*TEXT*.
╔══
I seems to me that a common mistake in idealism is to take consciousness as
the whole of thought. Yet we know that (c.f. Poincare') most thought is
unconscious information processing.
Brent
On 2/21/2026 2:16 AM, Alastair wrote:
Most of this is fascinating, insightful and deep - from what I can
understand of Parts I to IV. (I am wondering: did you have more than
cosmetic help from AI?)
I would also be interested to know your definition of 'information' (as
bitstrings or equivalent? or as their chosen interpretation? or something
else?). Semantic imprecision can be a barrier to adequate understanding and
agreement in these (and many other) kinds of situation, so good definitions
are important.
My own preferred version of physicalism has thought events as mass neural
events and so can include ideas, concepts etc, including thoughts in and
about a language, any of which could in theory be correct or incorrect (the
physical laws underpinning those events operate correctly regardless). It
would not appear to fall foul of any of the criticisms in part I of the
article if these are framed outside the context of information as being
ontologically primary; ie from this point of view physicalism is
self-consistent, in this version of it at least, and so contradicts the
assertion that ontologically primary information is the only
self-consistent position available.
╚══
*THE PROBLEM*.
In the discussion on idealism and physicalism, what does Brent say most thought is? The material that comes next is from a separate source.

*DATA EXTRACT*.
╔══
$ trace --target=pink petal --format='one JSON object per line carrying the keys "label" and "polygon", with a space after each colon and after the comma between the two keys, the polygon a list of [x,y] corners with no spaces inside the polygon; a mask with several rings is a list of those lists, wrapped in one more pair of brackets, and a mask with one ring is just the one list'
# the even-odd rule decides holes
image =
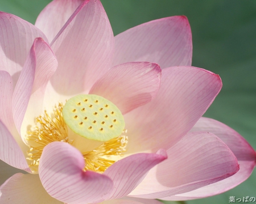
╚══
*WRITTEN SOLUTION*.
Unconscious information processing.